## EXCERPTED PASSAGE:

UNION not removing duplicates


#1

Hi Everyone

Read that Dremio doesn’t support CDC process so I was trying a work around using unions and this post from @can by overwriting and sourcing tables in the $scratch space

But when I union my historical data with file daily file, duplicates are being retained
Is there a way i can remove them ?

Thanks and Regards
vyz


#2

Hi @vyz101

Is there a chance the values that are not getting suppressed may have trailing or leading white spaces ?and Dremio will treat them as different values

Thanks
@balaji.ramaswamy


#3

Hi @balaji.ramaswamy

I didnt have trailing leading or trailing spaces here is a sample of the data with which i had issue with

ATMID ZIP
2000 60647
2001 60648
2002 60649
and they are sourced from csv files But later today working with some tables from Mongo DB I didnt face the issue either
_id Item Qty
XFxAMqgjEYk4AZ5z Watch 12
XFxAUagjEYk4AZ50 Car 23
Is it the unstructuredness of the csv not allowing the dremio to identify the row key ?

#4

we see this alot and basically have to wrap most of these union queries in a subselect with a distinct


#5

I had tried distinct but that didn’t help
Here the query I ran
“SELECT DISTINCT ATMID,ZIP FROM
(Select * FROM ATMDATA
UNION
Select * FROM ATMDATA_CDC)
ORDER BY ATMID ASC”


#6

@vyz101

You are doing a select * from, are you saying every column in the row is an exact duplicate of the other row. Only then union will suppress, even if you have one column that has a different value, it will come back

Thanks
@balaji.ramaswamy

## RECORD SET:
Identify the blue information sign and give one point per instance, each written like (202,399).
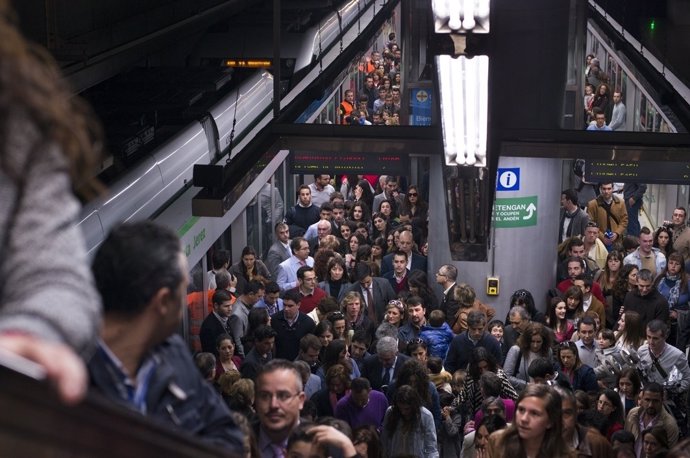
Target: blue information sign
(508,179)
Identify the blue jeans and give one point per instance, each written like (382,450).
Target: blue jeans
(633,217)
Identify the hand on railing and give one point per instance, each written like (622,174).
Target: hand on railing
(56,362)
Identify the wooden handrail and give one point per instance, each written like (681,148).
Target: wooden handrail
(34,423)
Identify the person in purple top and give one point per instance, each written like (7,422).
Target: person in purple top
(362,406)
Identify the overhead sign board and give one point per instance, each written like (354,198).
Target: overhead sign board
(508,179)
(515,212)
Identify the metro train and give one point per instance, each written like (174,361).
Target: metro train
(165,173)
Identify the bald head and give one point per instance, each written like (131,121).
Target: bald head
(405,242)
(323,228)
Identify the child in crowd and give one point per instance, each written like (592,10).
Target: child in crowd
(450,434)
(437,334)
(606,340)
(439,376)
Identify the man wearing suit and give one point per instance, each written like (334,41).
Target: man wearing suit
(447,277)
(383,368)
(390,192)
(324,229)
(280,250)
(217,322)
(398,276)
(374,289)
(287,270)
(476,336)
(414,260)
(519,320)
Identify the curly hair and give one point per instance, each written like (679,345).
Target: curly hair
(31,80)
(415,374)
(409,396)
(525,339)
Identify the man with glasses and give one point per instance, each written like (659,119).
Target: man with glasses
(646,300)
(279,397)
(140,361)
(376,292)
(594,247)
(390,192)
(416,318)
(476,336)
(651,412)
(646,256)
(398,276)
(681,233)
(659,358)
(287,270)
(291,325)
(609,212)
(414,260)
(382,368)
(518,321)
(447,276)
(261,353)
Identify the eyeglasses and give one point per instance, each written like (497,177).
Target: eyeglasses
(283,397)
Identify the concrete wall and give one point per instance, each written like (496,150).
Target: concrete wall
(523,257)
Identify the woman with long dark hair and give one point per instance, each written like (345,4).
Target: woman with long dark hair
(415,374)
(608,276)
(524,298)
(536,430)
(556,319)
(50,150)
(629,385)
(336,277)
(674,285)
(249,268)
(482,361)
(408,427)
(533,343)
(627,281)
(581,376)
(418,285)
(610,406)
(417,207)
(362,193)
(663,240)
(631,331)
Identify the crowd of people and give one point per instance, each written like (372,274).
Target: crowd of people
(335,342)
(604,108)
(377,102)
(343,294)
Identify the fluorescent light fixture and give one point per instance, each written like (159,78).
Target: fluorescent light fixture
(464,91)
(461,16)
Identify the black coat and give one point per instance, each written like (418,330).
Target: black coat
(177,396)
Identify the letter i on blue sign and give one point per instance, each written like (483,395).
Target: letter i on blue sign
(508,179)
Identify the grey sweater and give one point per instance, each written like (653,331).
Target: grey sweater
(46,287)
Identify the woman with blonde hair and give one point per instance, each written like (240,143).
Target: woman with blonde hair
(50,150)
(536,431)
(466,297)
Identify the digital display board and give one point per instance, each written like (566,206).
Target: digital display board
(312,162)
(637,171)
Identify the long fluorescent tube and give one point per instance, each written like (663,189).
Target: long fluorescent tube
(461,16)
(464,97)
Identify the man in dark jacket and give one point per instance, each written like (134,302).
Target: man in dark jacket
(461,347)
(290,325)
(646,300)
(141,273)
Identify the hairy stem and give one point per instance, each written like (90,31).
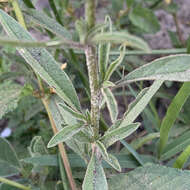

## WHAT THIS EXERCISE ASKS:
**a)** Using the forum thread on UNION not removing duplicates, explain in one to three sentences why a UNION of two select * queries can still return rows that look like duplicates.
**b)** Rewrite the forum thread on UNION not removing duplicates, beginning at the words "Hi @balaji.ramaswamy" and stopping after "the row key ?", with "csv" changed to "text".

## TASK RESULTS:
**a)** A UNION suppresses a row only when every column in it exactly matches the other row. If even one column holds a different value, the row comes back.

**b)**
Hi @balaji.ramaswamy

I didnt have trailing leading or trailing spaces here is a sample of the data with which i had issue with

ATMID ZIP
2000 60647
2001 60648
2002 60649
and they are sourced from text files But later today working with some tables from Mongo DB I didnt face the issue either
_id Item Qty
XFxAMqgjEYk4AZ5z Watch 12
XFxAUagjEYk4AZ50 Car 23
Is it the unstructuredness of the text not allowing the dremio to identify the row key ?